The article goes on to explore the stance a school of social work should consider when e.g. students in field work placement are confronted with evidence of gross violation of a person's civil rights, gross injury inflicted on his body or gross neglect of his physical or emotional needs, and makes particular reference to placements in mental institutions.

18  

Our young social work students are not content with merely stating that the new orientation in social work must stress clients' rights as much as clients' needs, they feel the obligation to give active support to, and work hand in hand with Mothers on Welfare and the Welfare Rights Movement, organizations which have caused much stress, puzzlement and fear in older workers and administrators.

19  

And thus I return to the draft statement of the revised Standards for Social Service Departments in Institutions for the Retarded. Again stressing that I previously would doubtlessly have been willing to endorse this draft, with the insights I have gained from our young students I find this document wanting because it obviously is more oriented to the maintenance of our establishments than to protection of the rights of individuals, and because it suggests that the retarded person be helped to learn the roles that will enable him to relate constructively to the formal and informal system within the residential facility, even though Robert Edgarton's -4- study, The Cloak of Competence, Stigma in the Lives of the Mentally Retarded, proves so compellingly how destructive this complaint role playing is to the individual.

20  

I find the document wanting because it suggests that the social service department helps the family to develop trust in the residential facility and helps the family to engage in a counselling relationship which they can explore and communicate troubled feelings and actions in relationship to the retardate and the residential facility, but fails to recognize that there may be no sound basis for developing trust in an institution and that parents may rightfully resent being pushed into a casework-counselling relationship when they try to air grievances and concern about their child's treatment (or lack of it). .

21  

I find the document wanting because it speaks only of needs, not of rights, and because of its lack of recognition of the advocacy role social service must assume on behalf of the retarded person and his family rather than a mere "liaison" role as is suggested. I find the document wanting because it not only fails to recognize the advocacy role of the social worker but fails to take any cognizance of the existence of associations for the mentally retarded which on their part have played a far-reaching advocacy role, granted that this has been done in some localities with less effectiveness than in others.

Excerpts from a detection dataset
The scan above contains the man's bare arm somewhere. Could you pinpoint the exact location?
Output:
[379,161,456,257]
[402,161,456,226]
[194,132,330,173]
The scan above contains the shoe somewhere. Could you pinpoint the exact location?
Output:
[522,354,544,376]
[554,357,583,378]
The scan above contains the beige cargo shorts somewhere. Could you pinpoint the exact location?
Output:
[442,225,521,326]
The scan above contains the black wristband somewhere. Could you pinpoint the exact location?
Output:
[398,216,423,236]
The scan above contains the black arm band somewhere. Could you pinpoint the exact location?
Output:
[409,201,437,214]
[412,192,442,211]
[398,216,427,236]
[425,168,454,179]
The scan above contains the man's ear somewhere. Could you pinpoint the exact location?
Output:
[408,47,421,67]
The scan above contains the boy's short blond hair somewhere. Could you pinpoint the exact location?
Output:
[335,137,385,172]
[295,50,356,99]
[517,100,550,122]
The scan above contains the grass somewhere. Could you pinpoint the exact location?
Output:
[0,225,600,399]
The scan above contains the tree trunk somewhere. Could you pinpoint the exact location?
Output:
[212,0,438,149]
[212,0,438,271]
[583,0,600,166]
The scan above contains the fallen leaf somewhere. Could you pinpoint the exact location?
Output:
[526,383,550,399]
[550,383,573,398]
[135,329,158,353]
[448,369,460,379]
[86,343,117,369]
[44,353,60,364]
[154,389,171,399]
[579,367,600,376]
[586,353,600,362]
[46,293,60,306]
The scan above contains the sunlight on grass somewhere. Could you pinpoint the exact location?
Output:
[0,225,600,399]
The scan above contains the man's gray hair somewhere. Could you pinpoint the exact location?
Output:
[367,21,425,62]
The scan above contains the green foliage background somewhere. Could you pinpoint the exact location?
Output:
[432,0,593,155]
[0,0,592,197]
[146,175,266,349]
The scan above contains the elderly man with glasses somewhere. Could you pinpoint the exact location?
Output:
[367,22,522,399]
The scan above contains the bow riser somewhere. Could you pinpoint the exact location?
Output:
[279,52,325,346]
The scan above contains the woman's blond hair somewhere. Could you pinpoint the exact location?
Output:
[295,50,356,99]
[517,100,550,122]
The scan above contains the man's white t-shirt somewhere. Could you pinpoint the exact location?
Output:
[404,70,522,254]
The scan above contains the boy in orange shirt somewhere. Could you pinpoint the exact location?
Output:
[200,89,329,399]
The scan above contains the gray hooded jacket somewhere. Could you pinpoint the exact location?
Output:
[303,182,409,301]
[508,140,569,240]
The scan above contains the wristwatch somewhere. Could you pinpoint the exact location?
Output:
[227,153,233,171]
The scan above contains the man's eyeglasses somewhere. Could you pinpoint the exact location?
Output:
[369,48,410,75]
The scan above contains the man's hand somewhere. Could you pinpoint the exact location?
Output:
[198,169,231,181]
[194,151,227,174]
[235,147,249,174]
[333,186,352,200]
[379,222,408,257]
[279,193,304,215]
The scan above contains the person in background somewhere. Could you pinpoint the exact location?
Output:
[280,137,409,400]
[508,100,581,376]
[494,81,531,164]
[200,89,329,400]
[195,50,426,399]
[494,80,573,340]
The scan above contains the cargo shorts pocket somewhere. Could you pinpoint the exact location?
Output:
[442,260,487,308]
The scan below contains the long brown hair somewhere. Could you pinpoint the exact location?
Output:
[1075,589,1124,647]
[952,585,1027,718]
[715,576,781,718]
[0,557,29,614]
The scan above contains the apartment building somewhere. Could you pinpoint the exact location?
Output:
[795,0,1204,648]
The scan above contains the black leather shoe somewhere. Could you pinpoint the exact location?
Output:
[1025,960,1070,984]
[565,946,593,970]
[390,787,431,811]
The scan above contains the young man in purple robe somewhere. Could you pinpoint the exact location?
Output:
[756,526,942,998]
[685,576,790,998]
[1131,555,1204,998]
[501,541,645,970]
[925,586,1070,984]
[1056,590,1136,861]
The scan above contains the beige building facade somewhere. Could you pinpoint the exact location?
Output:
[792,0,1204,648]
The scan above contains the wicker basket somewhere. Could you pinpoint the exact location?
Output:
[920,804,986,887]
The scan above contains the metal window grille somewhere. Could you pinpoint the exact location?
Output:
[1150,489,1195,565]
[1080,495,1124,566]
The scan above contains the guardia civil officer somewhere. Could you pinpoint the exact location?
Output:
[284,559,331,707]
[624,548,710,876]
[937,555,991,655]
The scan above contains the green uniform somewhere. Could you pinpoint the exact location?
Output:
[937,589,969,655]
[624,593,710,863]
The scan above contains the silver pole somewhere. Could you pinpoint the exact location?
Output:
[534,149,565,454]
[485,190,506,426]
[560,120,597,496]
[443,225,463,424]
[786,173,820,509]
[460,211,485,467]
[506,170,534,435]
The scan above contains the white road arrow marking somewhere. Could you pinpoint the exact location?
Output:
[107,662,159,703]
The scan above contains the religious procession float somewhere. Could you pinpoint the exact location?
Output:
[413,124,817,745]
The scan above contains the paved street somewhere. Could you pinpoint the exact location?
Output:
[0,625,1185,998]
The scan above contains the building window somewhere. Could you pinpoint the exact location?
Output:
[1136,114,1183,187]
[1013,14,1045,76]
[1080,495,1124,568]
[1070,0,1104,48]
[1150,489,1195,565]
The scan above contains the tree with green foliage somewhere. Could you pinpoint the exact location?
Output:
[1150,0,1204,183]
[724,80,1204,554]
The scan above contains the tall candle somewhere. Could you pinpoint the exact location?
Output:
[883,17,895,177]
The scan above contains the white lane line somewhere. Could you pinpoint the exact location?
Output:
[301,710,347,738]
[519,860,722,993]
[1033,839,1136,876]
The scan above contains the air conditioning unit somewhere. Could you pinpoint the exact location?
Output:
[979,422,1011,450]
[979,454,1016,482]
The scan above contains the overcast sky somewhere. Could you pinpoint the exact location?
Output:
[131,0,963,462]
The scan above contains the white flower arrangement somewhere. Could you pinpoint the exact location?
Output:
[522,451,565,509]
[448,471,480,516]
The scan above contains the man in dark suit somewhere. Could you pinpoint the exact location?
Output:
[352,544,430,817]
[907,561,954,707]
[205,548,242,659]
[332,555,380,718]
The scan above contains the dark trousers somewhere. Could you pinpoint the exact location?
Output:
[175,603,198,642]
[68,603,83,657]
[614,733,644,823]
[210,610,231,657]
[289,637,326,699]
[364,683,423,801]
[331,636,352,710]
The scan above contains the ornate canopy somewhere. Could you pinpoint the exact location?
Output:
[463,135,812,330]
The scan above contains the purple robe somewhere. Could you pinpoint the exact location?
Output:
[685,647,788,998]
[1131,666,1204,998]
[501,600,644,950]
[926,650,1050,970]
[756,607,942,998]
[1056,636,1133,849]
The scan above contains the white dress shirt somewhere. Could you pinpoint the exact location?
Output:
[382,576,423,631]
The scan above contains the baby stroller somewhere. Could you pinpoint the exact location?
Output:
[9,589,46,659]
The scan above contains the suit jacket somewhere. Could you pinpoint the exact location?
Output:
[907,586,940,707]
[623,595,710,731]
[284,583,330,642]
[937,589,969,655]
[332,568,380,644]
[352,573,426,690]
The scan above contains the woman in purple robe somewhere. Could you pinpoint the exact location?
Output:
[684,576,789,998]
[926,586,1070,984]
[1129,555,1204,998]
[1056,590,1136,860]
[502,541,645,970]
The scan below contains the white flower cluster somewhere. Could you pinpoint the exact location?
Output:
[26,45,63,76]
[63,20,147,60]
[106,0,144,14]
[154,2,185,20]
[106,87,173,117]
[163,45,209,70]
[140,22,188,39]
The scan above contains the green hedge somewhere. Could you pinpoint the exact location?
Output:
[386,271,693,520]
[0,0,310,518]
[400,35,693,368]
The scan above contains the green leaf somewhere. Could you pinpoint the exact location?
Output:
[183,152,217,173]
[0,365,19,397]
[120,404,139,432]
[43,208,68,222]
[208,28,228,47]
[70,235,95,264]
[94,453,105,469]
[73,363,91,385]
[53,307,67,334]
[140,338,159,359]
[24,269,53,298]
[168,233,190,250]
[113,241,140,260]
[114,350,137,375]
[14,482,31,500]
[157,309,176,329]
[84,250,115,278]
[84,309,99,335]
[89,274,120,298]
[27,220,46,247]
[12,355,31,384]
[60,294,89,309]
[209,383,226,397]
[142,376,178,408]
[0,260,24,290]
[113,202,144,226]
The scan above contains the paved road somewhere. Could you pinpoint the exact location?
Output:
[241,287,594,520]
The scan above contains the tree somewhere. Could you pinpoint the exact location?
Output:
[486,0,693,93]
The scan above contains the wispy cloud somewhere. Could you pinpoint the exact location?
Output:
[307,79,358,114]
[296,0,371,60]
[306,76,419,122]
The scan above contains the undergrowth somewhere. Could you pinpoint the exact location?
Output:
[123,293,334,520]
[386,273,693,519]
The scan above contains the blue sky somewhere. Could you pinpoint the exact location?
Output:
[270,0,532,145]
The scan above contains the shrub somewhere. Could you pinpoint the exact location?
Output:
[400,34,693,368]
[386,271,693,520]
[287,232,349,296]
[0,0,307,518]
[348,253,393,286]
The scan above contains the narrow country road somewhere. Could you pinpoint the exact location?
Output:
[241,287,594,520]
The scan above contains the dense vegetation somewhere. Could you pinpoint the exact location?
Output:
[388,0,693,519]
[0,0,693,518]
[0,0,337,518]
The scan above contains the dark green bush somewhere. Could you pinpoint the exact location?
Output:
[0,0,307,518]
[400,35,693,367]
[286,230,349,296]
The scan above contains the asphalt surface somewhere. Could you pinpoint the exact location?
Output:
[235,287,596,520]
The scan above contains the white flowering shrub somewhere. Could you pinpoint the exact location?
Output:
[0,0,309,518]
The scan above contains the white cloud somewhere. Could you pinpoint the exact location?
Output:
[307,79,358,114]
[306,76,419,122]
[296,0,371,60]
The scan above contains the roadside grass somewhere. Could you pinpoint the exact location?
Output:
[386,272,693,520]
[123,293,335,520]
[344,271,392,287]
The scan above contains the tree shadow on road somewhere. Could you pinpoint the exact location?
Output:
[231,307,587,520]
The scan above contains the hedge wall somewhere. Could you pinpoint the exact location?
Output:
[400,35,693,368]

# Exercise tasks
- A) Reproduce word for word the part of the passage on social service standards starting at "The article goes" and ending at "in mental institutions.".
- B) Rewrite the entries as a numbered list, starting at the first line of the entries and ending at the line that contains "[442,225,521,326]", and skip any blank lines.

# Complete answers
- A)
The article goes on to explore the stance a school of social work should consider when e.g. students in field work placement are confronted with evidence of gross violation of a person's civil rights, gross injury inflicted on his body or gross neglect of his physical or emotional needs, and makes particular reference to placements in mental institutions.

- B)
1. The scan above contains the man's bare arm somewhere. Could you pinpoint the exact location?
2. Output:
3. [379,161,456,257]
4. [402,161,456,226]
5. [194,132,330,173]
6. The scan above contains the shoe somewhere. Could you pinpoint the exact location?
7. Output:
8. [522,354,544,376]
9. [554,357,583,378]
10. The scan above contains the beige cargo shorts somewhere. Could you pinpoint the exact location?
11. Output:
12. [442,225,521,326]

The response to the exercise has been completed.